-- start Provided passage --

Wednesday, December 22, 2010

Patterns of Success - Capers Jones

During my consulting years at Yourdon I had used Barry Boehm's COCOMO estimation model. I was always on the outlook for something that was independent of lines of code, so I grabbed onto "Applied Software Measurement" by Capers Jones. This was back in the early 1990's and I used Function Point analysis as common practice in estimating my projects for clients. 
While I have never worked directly with Capers, I have come to respect his objective analysis of software engineering. I believe he takes a very scientific approach to gathering as accurate a data set as possible,  and is always open to new measurements from other sources.

John - Thanks for taking the time to speak with me on the topic of Patterns of Success. You have done a lot of work in Software Engineering. Is there a particular focus area you would like to cover today?

Capers - Most of my clients ask me to help them improve software development and maintenance processes to improve development productivity and quality. I have worked with about 600 companies, government organizations like the US Army, Navy, Air Force, the IRS, NASA, even a couple of state governments.

John - So you've seen a few projects in your time? What have been some patterns of success?

Capers - The main weakness I have seen in companies, where they botch up and fail is:
Quality control for very large applications. They can do OK on small projects where programming is the main activity. But when the project is bigger and there are lots of requirements errors, or design errors, or architecture errors, they don't know how to deal with them. So the bigger the application, the more cost goes into bug removal, and more bugs move into front-end project artifacts. And there are some techniques to deal with this like formal inspection and quality functional deployment. But there is low penetration of these techniques in the industry.

-- end Provided passage --

[Goal 1] In the Capers Jones interview, about how many companies does Capers say he has worked with?
[Goal 2] Repeat the part of the Capers Jones interview starting at "During my consulting" and ending at "from other sources.".
The lines have no connection to the Capers Jones interview.

-- start Material --

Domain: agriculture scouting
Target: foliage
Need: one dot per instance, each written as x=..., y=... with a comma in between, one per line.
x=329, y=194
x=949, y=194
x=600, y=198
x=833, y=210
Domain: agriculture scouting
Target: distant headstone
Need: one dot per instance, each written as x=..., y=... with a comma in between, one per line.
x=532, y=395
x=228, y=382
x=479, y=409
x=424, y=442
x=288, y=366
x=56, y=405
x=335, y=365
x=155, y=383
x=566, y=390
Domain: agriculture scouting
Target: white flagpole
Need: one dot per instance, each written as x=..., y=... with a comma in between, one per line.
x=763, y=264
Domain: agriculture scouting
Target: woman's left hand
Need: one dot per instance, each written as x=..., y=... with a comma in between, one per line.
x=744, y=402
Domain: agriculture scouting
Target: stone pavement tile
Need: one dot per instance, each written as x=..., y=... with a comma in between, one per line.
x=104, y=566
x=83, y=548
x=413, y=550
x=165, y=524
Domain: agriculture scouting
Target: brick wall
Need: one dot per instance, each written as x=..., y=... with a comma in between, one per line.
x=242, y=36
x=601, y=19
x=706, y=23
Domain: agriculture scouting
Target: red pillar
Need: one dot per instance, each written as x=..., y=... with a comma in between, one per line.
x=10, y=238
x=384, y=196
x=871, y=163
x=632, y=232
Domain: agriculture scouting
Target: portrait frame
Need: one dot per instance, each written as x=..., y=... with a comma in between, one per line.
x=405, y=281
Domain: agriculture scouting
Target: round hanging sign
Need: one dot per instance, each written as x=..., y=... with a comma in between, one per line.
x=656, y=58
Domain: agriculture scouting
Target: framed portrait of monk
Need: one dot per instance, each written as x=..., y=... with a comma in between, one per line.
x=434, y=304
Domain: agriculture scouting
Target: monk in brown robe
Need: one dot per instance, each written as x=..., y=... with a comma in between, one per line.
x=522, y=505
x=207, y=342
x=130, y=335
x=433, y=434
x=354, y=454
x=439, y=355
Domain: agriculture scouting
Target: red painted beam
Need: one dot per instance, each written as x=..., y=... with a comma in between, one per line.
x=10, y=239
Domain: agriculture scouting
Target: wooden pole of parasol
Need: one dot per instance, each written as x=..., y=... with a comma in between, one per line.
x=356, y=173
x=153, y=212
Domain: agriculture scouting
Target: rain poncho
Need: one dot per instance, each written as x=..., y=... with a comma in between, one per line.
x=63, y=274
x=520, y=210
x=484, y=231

-- end Material --

[Correct output 1] About 600 companies.

[Correct output 2]
During my consulting years at Yourdon I had used Barry Boehm's COCOMO estimation model. I was always on the outlook for something that was independent of lines of code, so I grabbed onto "Applied Software Measurement" by Capers Jones. This was back in the early 1990's and I used Function Point analysis as common practice in estimating my projects for clients. 
While I have never worked directly with Capers, I have come to respect his objective analysis of software engineering. I believe he takes a very scientific approach to gathering as accurate a data set as possible,  and is always open to new measurements from other sources.